● **Exercise material**
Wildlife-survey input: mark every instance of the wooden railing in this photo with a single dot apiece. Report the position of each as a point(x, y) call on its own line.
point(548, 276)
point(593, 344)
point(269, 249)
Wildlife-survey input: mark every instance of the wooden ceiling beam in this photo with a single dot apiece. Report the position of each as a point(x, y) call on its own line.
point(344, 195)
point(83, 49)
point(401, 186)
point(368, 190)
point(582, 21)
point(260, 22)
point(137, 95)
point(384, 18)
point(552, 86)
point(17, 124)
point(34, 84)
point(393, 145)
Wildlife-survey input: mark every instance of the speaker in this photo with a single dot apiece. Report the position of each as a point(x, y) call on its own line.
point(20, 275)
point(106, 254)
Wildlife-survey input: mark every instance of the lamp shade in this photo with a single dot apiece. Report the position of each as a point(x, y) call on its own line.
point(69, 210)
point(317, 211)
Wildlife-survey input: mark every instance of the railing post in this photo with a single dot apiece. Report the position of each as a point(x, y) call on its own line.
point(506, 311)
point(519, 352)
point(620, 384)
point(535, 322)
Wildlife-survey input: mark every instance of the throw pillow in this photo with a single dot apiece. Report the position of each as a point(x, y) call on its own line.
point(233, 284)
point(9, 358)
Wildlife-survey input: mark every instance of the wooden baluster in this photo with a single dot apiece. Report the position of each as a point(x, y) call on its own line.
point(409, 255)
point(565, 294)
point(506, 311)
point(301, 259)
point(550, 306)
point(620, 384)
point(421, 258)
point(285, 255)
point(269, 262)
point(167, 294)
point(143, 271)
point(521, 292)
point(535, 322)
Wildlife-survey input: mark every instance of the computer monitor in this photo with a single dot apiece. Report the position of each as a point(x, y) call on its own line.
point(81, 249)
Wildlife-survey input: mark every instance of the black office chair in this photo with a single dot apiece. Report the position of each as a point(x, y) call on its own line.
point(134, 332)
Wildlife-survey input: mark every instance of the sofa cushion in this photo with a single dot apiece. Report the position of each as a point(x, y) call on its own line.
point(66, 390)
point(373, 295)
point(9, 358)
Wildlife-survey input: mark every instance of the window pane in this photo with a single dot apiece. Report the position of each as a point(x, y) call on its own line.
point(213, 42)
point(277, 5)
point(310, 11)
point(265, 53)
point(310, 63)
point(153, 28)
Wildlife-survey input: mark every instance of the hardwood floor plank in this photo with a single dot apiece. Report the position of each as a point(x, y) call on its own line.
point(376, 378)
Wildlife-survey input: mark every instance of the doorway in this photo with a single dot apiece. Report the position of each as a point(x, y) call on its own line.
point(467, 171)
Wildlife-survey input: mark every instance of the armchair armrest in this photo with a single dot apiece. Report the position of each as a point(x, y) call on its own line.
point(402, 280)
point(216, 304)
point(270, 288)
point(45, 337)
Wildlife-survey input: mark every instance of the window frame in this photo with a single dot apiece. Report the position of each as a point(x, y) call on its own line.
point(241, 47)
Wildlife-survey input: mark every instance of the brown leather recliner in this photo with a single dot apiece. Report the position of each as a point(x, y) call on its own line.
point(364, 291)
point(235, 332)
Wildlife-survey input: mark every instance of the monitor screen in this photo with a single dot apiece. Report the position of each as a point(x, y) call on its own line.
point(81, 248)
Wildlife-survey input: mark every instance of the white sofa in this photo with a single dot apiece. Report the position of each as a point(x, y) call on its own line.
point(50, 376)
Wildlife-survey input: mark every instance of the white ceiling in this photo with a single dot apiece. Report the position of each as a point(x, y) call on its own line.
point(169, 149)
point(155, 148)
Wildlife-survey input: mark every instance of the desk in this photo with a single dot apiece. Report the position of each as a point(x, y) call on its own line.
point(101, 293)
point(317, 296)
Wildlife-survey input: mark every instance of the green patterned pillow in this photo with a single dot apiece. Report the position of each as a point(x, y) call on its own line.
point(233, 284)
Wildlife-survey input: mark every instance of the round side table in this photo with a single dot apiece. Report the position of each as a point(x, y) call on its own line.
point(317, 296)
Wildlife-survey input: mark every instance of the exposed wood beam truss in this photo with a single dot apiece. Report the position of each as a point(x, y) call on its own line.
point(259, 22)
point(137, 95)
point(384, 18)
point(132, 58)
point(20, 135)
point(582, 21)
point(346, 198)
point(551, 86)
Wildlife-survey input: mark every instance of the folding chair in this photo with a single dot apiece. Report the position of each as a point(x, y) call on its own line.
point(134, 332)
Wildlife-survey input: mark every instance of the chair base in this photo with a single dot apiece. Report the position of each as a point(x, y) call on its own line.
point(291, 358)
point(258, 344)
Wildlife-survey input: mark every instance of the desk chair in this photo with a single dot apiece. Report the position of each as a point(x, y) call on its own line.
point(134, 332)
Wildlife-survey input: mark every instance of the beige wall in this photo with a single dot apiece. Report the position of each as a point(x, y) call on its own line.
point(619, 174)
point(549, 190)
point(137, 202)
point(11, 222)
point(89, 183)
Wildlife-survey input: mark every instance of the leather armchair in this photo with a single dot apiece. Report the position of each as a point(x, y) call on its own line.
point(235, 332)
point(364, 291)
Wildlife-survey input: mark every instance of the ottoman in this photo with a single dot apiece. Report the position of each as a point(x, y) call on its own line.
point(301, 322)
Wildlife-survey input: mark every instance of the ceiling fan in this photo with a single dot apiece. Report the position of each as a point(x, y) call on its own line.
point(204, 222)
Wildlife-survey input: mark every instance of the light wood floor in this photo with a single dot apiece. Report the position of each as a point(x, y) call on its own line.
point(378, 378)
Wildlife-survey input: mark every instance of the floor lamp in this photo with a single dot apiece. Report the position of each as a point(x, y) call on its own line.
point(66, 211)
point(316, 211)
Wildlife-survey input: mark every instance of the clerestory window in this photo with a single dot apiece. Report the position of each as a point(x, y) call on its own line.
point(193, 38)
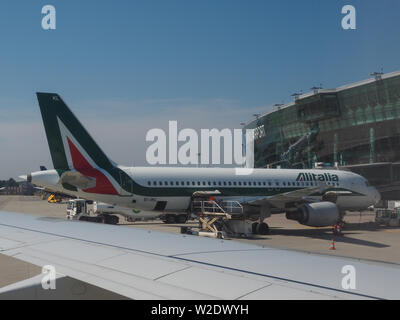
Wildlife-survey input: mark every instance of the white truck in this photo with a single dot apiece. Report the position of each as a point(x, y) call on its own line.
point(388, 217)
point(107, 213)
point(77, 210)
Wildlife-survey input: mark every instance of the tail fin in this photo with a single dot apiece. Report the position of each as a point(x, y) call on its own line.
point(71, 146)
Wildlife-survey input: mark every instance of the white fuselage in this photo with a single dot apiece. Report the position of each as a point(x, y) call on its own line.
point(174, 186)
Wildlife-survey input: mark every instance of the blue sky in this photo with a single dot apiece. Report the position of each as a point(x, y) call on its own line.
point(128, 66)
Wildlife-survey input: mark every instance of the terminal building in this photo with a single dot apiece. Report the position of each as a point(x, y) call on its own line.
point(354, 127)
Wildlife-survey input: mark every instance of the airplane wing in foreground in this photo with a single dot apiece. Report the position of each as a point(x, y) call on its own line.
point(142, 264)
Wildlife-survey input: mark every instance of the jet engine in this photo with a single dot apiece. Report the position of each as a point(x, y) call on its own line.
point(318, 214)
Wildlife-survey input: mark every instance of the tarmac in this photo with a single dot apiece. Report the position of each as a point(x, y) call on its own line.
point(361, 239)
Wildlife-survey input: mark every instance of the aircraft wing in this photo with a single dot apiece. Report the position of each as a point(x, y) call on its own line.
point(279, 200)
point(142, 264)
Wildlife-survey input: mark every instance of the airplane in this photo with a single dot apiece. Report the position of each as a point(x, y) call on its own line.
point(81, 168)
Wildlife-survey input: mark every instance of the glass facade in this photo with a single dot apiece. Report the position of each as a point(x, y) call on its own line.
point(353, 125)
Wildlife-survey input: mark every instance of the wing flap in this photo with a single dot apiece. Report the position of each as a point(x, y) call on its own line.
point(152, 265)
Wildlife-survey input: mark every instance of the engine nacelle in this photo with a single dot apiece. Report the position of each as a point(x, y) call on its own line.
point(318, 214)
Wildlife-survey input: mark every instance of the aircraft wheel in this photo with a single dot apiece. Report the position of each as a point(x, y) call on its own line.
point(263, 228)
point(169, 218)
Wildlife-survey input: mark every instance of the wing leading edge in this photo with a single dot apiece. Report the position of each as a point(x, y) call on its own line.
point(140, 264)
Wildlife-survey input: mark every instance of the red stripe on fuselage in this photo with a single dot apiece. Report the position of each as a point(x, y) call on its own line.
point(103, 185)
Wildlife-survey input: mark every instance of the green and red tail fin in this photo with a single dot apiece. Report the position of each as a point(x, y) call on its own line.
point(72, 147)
...
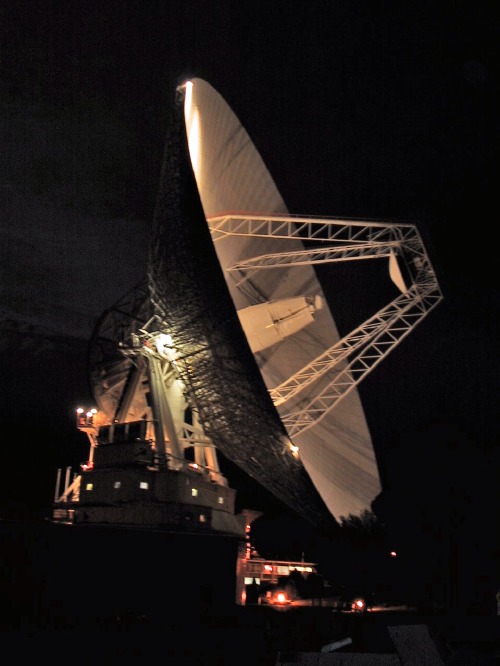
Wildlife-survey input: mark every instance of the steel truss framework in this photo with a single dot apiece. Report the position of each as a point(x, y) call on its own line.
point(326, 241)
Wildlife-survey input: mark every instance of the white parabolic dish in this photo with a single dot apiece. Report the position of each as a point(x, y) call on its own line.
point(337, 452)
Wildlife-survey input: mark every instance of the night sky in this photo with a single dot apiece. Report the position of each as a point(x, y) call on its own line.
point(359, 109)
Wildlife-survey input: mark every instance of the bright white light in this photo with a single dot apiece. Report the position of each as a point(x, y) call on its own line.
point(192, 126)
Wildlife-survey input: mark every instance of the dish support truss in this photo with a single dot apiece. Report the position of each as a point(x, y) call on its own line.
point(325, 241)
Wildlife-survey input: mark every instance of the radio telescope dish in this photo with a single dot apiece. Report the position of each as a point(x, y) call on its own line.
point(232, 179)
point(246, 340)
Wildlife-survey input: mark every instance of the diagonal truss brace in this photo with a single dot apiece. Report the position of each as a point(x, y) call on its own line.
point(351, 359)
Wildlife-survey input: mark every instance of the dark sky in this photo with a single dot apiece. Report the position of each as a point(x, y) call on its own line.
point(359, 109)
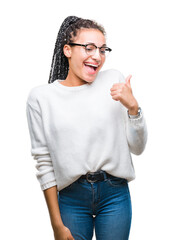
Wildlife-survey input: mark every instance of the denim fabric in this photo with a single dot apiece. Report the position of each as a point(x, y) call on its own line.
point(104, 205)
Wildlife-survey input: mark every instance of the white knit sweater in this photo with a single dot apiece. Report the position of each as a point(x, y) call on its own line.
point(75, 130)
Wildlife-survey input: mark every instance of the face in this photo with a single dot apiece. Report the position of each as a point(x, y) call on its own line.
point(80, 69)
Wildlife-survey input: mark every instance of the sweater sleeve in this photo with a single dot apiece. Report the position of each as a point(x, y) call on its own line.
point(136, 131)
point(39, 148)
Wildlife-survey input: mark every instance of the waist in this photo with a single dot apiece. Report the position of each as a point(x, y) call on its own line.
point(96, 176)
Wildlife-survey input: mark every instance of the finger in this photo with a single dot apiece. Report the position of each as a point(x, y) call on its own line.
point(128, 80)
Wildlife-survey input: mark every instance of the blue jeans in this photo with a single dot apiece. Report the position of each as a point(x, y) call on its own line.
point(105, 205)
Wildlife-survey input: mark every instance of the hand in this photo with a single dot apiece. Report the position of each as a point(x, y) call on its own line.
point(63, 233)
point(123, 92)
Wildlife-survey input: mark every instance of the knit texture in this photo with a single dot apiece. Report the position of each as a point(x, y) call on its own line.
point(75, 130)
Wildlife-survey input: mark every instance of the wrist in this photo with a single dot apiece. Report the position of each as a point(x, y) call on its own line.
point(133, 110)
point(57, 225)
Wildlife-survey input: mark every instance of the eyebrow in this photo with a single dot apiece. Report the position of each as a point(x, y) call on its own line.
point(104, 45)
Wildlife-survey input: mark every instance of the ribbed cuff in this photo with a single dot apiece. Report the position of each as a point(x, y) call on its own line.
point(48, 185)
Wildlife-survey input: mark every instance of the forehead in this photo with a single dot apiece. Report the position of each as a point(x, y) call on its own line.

● **Task instructions**
In the listing above, locate the line containing "Wildlife-survey input: mark every instance of the sweater" and the line containing "Wildlife-survey input: mark every instance of the forehead". Transcribe those two lines and everything between them, exactly as written.

● **Result for this task**
Wildlife-survey input: mark every instance of the sweater sleeve in this photo with a single dot apiece. Report the position of each as a point(x, y) call on its own line.
point(136, 131)
point(39, 148)
Wildlife-survey input: mark every instance of the waist in this photo with a single dot apiece. Report the position of each as a point(x, y) call on its own line.
point(96, 176)
Wildlife-survey input: mark every instance of the finger in this photo with a single dot apiece. Report the position of each as a point(x, y) call on its own line.
point(128, 80)
Wildlife-survey input: mark every instance of the blue jeans in this photo with a single dot apiece. Report the position of each as a point(x, y) call on its own line.
point(105, 205)
Wildlife-survey input: mark every instance of the hand in this photo with a single dot apiece. Report the position of each as a point(x, y) call on its own line.
point(63, 233)
point(123, 92)
Wildlife-survey input: mark every instance of the knit texture in this photo with a single dot apiece. Report the position of each as a point(x, y) call on its own line.
point(75, 130)
Wildlife-survey input: mark every instance of the wrist in this photo with a single dot apiece. Report the position of each as a point(x, y) call on its own line.
point(133, 110)
point(57, 225)
Wildlife-survey input: mark every instance of the eyebrow in this photo with a single dot apiece. Report the position of each as a point(x, y) call on its own line.
point(104, 45)
Wildlife-survey input: mark every instance of the ribbed cuff in this photo with a single dot apiece. Report the position of each as a point(x, y) call on its own line.
point(48, 185)
Wildlife-survey input: mark every instance of the forehead in this photo with a single dot apiece. Report the position of each as a point(x, y) call on its own line.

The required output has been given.